--- Stated task ---
Rewrite the lines below, changing every "automation pipeline" to "labeling workflow" and leaving everything else as it is.

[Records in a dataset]
— START —

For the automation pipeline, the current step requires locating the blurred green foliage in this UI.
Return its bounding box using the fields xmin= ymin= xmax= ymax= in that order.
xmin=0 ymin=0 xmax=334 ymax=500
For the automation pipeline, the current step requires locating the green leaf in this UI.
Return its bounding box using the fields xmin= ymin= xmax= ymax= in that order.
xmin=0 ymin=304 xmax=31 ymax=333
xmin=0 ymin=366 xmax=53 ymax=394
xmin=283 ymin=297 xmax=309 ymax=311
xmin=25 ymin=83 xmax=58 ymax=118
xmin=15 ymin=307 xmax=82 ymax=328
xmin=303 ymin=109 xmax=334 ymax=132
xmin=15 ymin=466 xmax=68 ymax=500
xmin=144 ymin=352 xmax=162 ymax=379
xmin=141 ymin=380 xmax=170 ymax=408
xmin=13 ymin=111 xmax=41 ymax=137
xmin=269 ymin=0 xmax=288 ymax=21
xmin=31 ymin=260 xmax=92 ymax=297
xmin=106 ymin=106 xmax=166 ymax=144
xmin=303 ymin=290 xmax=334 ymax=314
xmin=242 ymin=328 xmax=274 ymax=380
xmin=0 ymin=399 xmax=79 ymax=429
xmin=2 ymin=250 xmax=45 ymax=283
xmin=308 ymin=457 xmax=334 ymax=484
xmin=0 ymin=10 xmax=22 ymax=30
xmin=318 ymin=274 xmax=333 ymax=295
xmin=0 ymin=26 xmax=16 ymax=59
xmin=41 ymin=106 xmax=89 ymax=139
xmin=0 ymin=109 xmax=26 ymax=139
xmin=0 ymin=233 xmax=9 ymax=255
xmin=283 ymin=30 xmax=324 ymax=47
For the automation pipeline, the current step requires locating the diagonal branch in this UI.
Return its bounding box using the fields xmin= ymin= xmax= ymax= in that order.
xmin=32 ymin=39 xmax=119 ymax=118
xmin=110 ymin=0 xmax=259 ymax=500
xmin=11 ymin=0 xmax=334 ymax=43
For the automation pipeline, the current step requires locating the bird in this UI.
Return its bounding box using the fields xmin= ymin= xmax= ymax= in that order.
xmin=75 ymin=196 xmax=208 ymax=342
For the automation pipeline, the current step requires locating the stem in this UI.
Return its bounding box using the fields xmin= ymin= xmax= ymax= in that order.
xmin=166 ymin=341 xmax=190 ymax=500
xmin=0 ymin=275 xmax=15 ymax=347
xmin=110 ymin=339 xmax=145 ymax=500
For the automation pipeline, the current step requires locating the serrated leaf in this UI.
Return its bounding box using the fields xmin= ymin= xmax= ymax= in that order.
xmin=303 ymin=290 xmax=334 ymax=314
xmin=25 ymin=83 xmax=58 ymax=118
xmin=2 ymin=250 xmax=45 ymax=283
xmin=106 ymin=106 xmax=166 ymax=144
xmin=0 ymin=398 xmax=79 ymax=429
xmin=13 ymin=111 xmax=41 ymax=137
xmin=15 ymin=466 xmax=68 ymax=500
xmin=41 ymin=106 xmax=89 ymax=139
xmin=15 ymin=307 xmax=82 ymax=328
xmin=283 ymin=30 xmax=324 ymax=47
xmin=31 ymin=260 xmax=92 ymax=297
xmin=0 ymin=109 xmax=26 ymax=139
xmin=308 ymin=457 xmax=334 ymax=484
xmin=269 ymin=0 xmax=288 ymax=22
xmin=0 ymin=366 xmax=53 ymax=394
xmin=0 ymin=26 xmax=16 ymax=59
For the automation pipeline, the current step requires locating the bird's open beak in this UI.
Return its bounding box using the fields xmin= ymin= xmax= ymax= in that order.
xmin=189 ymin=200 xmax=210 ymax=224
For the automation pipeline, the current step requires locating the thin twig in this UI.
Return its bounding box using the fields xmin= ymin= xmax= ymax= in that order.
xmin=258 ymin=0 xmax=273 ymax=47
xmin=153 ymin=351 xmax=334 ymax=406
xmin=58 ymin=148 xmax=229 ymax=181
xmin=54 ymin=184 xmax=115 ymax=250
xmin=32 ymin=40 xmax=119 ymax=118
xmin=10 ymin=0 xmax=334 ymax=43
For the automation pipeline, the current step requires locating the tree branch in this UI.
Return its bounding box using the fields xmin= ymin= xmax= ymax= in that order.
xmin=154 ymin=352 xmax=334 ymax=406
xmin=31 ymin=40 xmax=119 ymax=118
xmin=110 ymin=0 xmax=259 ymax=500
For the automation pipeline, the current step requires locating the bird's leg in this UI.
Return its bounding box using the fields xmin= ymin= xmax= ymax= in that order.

— END —

--- The completed task ---
For the labeling workflow, the current step requires locating the blurred green foliage in this UI.
Return its bounding box using the fields xmin= ymin= xmax= ymax= in that order.
xmin=0 ymin=0 xmax=334 ymax=500
For the labeling workflow, the current step requires locating the green leaf in this UI.
Return its bounding box using the fields xmin= ymin= xmax= ymax= in that order.
xmin=0 ymin=304 xmax=31 ymax=333
xmin=0 ymin=366 xmax=53 ymax=394
xmin=283 ymin=297 xmax=309 ymax=311
xmin=25 ymin=83 xmax=58 ymax=118
xmin=15 ymin=307 xmax=82 ymax=328
xmin=303 ymin=109 xmax=334 ymax=132
xmin=15 ymin=466 xmax=68 ymax=500
xmin=144 ymin=352 xmax=162 ymax=379
xmin=141 ymin=380 xmax=170 ymax=408
xmin=13 ymin=111 xmax=41 ymax=137
xmin=269 ymin=0 xmax=288 ymax=21
xmin=31 ymin=260 xmax=92 ymax=297
xmin=106 ymin=106 xmax=166 ymax=144
xmin=303 ymin=290 xmax=334 ymax=314
xmin=242 ymin=328 xmax=274 ymax=380
xmin=0 ymin=399 xmax=79 ymax=429
xmin=2 ymin=250 xmax=45 ymax=283
xmin=308 ymin=457 xmax=334 ymax=484
xmin=0 ymin=10 xmax=22 ymax=30
xmin=318 ymin=274 xmax=333 ymax=295
xmin=0 ymin=26 xmax=16 ymax=59
xmin=41 ymin=106 xmax=89 ymax=139
xmin=0 ymin=109 xmax=26 ymax=139
xmin=0 ymin=233 xmax=9 ymax=255
xmin=283 ymin=30 xmax=324 ymax=47
For the labeling workflow, the current step requires locating the diagonal branch in this UI.
Return its bounding box using the fields xmin= ymin= xmax= ymax= in that order.
xmin=32 ymin=39 xmax=119 ymax=118
xmin=110 ymin=0 xmax=259 ymax=500
xmin=11 ymin=0 xmax=334 ymax=43
For the labeling workflow, the current step requires locating the bird in this UI.
Return its bounding box using the fields xmin= ymin= xmax= ymax= in that order.
xmin=75 ymin=196 xmax=208 ymax=342
For the labeling workflow, the current step requires locating the stem in this UI.
Return its bounding box using the fields xmin= ymin= xmax= ymax= in that order.
xmin=166 ymin=341 xmax=190 ymax=500
xmin=0 ymin=275 xmax=15 ymax=347
xmin=110 ymin=339 xmax=145 ymax=500
For the labeling workflow, the current step requires locating the serrated leaf in this UI.
Return its bounding box using the fields xmin= ymin= xmax= ymax= in that order.
xmin=303 ymin=290 xmax=334 ymax=314
xmin=25 ymin=83 xmax=58 ymax=118
xmin=2 ymin=250 xmax=45 ymax=283
xmin=106 ymin=106 xmax=166 ymax=144
xmin=0 ymin=398 xmax=79 ymax=429
xmin=13 ymin=111 xmax=41 ymax=137
xmin=15 ymin=466 xmax=68 ymax=500
xmin=41 ymin=106 xmax=89 ymax=139
xmin=15 ymin=307 xmax=82 ymax=328
xmin=283 ymin=30 xmax=324 ymax=47
xmin=31 ymin=260 xmax=92 ymax=297
xmin=0 ymin=109 xmax=26 ymax=139
xmin=308 ymin=457 xmax=334 ymax=484
xmin=269 ymin=0 xmax=288 ymax=22
xmin=0 ymin=366 xmax=53 ymax=394
xmin=0 ymin=26 xmax=16 ymax=59
For the labeling workflow, the current step requires locating the bird's open beak in this UI.
Return its bounding box using the fields xmin= ymin= xmax= ymax= in that order.
xmin=189 ymin=200 xmax=210 ymax=224
For the labeling workflow, the current step requires locating the thin twig in this UI.
Return its bounding box using the fields xmin= ymin= xmax= ymax= in that order.
xmin=258 ymin=0 xmax=273 ymax=47
xmin=153 ymin=351 xmax=334 ymax=406
xmin=58 ymin=148 xmax=229 ymax=181
xmin=54 ymin=184 xmax=115 ymax=250
xmin=32 ymin=40 xmax=119 ymax=118
xmin=10 ymin=0 xmax=334 ymax=43
For the labeling workflow, the current step requires locating the tree branch in this UI.
Return its bounding box using the fields xmin= ymin= xmax= ymax= in that order.
xmin=154 ymin=352 xmax=334 ymax=406
xmin=31 ymin=40 xmax=119 ymax=118
xmin=110 ymin=0 xmax=259 ymax=500
For the labeling workflow, the current step requires locating the bird's leg in this UI.
Return its bounding box using the fields xmin= ymin= xmax= ymax= in that order.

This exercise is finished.